> _EXERCISE REQUIREMENTS_
The answer must be an exact copy of the records below, with every picture left out.

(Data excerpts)
=== Begin Enclosure ===

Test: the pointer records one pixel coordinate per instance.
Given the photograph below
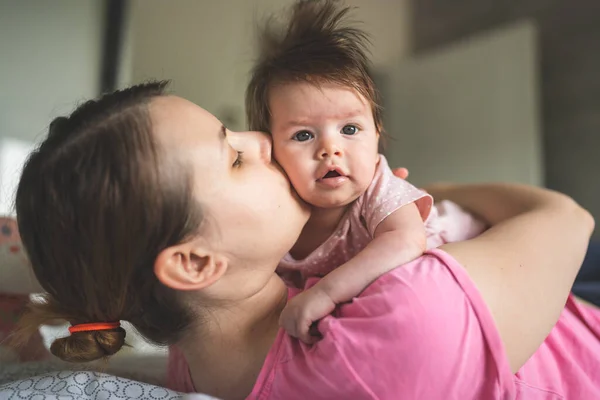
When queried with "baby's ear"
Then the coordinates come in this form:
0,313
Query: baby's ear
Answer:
189,266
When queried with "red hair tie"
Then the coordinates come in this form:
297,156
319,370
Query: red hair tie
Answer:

=== End Enclosure ===

> _SOLUTION_
Test: the pointer records one pixel coordinate per instance.
Given the photograph below
When queried with "baby's ear"
Then the coordinates come in this form:
0,313
Query: baby's ear
Answer:
189,266
When queried with "red hair tie"
Then the coordinates come in this form:
297,156
319,370
Query: red hair tie
Answer:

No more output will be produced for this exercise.